# Problem:
Each line from the one holding "of the grass" through the final line of the data below is to be given again exactly, and no other line is to appear.

# Information supplied:
_____

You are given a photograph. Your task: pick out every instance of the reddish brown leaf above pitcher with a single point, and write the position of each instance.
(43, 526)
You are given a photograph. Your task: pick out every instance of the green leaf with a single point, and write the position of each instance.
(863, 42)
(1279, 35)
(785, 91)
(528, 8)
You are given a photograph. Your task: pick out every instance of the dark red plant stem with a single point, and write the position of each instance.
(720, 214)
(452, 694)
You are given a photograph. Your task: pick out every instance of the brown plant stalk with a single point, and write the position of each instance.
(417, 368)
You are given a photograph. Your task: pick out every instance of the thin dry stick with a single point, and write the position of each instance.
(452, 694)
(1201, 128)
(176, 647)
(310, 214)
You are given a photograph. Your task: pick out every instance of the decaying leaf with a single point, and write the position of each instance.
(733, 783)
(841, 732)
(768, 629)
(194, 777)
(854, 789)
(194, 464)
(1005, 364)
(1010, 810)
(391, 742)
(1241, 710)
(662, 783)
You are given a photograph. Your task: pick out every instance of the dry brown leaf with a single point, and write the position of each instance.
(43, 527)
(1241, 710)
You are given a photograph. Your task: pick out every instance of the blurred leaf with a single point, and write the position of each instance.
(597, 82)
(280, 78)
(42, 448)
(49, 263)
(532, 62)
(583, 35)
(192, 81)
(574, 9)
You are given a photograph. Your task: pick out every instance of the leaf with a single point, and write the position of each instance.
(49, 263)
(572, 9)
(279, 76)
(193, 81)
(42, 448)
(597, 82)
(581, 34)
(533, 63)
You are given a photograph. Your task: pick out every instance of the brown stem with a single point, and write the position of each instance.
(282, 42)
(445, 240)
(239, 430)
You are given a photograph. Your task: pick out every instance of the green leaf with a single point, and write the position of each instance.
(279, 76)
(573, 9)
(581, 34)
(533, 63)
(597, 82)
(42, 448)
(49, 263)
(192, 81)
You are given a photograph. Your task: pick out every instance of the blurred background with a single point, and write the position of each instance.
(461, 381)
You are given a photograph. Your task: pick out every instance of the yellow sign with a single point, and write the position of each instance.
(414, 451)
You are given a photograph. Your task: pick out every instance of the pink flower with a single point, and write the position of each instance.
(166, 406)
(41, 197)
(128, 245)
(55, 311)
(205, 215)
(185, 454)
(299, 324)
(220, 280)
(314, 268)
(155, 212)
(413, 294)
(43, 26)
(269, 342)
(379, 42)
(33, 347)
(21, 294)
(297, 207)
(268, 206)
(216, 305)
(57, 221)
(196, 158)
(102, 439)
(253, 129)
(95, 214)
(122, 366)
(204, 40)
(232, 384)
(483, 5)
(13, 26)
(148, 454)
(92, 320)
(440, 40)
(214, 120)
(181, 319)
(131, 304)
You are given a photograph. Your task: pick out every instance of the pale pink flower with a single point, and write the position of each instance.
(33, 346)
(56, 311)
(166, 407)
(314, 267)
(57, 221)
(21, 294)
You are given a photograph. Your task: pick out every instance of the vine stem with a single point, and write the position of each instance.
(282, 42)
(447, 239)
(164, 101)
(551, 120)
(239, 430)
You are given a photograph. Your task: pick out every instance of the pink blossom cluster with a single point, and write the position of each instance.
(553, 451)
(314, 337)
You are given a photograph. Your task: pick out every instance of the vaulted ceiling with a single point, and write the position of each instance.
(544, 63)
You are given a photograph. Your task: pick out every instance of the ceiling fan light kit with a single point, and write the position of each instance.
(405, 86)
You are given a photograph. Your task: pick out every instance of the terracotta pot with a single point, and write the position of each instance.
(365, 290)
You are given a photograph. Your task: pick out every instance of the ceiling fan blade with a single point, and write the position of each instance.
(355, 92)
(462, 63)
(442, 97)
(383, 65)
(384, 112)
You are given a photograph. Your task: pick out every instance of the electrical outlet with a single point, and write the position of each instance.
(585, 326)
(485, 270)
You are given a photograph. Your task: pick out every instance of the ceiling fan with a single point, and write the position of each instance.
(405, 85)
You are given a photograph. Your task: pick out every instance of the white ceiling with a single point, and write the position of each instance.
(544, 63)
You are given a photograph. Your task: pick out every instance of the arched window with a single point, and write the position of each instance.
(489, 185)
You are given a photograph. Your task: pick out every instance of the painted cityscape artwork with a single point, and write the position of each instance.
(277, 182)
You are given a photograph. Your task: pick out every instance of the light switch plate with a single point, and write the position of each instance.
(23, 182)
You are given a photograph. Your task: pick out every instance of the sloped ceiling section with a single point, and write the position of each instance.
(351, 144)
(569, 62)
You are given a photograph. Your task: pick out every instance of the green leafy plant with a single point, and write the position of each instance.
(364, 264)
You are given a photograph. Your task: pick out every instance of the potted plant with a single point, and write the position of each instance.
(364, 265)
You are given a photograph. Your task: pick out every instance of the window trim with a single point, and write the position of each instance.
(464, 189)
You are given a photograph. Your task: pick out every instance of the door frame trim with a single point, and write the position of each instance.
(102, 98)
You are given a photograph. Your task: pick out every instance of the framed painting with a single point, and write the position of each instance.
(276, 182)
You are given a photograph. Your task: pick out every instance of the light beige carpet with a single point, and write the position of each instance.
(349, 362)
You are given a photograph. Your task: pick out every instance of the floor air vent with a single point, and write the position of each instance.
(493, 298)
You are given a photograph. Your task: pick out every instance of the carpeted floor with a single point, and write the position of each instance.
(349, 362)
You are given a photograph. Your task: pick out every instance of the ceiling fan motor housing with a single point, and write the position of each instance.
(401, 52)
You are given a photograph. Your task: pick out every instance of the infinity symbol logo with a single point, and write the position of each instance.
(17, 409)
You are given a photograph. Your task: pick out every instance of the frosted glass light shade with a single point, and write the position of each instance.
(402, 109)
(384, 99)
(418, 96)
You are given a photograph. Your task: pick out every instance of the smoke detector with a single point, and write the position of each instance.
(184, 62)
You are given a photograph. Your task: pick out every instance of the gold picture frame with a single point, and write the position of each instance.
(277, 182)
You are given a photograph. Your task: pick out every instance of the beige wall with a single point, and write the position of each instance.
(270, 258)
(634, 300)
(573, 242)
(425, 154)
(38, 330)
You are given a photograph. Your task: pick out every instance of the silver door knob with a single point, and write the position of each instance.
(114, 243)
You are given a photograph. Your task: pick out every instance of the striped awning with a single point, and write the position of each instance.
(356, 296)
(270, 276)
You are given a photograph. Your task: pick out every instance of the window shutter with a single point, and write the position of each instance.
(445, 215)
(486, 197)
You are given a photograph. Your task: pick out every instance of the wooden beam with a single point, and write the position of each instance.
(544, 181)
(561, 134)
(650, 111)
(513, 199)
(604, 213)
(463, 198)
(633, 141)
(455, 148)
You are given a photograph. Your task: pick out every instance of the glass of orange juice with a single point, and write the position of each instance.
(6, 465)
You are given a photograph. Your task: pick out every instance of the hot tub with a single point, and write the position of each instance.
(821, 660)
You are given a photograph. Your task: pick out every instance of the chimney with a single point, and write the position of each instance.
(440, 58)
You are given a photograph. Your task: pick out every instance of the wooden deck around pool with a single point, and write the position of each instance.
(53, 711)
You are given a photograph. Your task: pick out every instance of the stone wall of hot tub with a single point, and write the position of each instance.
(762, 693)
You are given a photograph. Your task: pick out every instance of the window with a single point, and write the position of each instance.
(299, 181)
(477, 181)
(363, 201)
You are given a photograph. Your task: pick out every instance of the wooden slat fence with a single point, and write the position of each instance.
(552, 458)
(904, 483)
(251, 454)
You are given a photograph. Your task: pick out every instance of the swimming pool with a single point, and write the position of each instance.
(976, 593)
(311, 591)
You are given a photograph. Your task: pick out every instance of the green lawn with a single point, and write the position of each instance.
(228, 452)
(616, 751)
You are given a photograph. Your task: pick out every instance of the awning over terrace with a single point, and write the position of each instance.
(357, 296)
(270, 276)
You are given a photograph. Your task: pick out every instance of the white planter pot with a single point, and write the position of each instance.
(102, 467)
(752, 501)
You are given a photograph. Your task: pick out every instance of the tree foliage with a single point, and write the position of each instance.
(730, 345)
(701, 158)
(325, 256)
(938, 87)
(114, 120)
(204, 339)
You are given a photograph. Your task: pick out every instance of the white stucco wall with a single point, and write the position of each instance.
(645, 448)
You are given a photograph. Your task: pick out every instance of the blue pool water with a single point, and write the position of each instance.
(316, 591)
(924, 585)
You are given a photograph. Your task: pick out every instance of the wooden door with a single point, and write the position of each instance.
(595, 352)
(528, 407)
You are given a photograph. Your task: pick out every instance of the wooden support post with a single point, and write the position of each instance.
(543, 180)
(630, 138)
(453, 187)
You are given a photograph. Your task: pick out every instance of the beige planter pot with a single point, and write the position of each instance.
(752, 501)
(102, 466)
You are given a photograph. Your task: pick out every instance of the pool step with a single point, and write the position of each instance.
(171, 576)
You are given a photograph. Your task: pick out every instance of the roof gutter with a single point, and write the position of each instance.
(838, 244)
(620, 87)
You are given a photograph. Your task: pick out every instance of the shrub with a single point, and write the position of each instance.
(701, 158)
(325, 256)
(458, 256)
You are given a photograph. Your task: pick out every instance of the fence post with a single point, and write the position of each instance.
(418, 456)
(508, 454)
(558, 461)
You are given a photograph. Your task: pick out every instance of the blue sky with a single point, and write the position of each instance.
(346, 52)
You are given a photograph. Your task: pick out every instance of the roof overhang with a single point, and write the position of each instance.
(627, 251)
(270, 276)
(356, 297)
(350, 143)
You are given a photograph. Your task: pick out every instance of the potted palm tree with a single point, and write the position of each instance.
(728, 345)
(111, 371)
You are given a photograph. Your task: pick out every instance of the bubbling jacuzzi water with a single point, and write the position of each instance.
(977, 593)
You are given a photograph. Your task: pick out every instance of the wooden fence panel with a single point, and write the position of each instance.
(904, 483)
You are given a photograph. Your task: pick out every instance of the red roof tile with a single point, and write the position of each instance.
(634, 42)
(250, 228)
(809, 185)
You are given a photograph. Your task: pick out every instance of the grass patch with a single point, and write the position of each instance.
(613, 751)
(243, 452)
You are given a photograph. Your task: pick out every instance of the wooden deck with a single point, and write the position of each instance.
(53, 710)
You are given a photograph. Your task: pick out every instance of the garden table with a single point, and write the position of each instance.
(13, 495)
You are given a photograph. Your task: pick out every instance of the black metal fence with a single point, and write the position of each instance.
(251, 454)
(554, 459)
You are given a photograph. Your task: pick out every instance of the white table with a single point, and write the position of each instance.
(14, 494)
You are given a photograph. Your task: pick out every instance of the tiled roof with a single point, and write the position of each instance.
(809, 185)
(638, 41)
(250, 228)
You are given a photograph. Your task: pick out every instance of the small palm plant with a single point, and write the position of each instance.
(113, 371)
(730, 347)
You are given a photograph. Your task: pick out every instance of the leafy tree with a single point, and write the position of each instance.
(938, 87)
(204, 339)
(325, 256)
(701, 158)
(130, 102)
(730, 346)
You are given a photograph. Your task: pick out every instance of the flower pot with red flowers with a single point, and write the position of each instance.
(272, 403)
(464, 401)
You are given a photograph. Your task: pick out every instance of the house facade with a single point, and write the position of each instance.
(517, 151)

_____

# Response to this task:
You are given a photograph. Your task: pick out every instance of the grass patch with a single point, and write the position of each instance.
(613, 751)
(243, 452)
You are given a photograph. Your task: pick out every instance of the wooden deck with a single point, and write the position of each instance.
(53, 710)
You are given a photograph. Your task: pick out every instance of the garden table with a single point, and write the position of each instance.
(13, 495)
You are given a photograph. Your task: pick out every instance of the black metal fence with a single point, and write the position of each instance.
(251, 454)
(554, 459)
You are given a photograph. Your task: pick out every instance of the white table with a single point, and write the position of each instance.
(14, 494)
You are given a photograph. Your task: pick out every instance of the tiled roof with a single point, and write the position of each instance.
(809, 185)
(638, 41)
(250, 228)
You are given a photograph. Your task: pick out every instance of the small palm plant with a single point, and write the position of each instance.
(113, 371)
(730, 347)
You are given a photograph. Your task: pick out every instance of the leafy tree with a single point, and write the position of each instance.
(938, 87)
(204, 339)
(325, 256)
(701, 158)
(130, 102)
(730, 346)
You are given a photograph. Your task: pick out every instance of the flower pot with red flowers with a single point, and write the position of each instance.
(272, 403)
(464, 401)
You are given a photograph. Your task: pick out every instance of the house facade with a single point, and write the position of each instance.
(517, 151)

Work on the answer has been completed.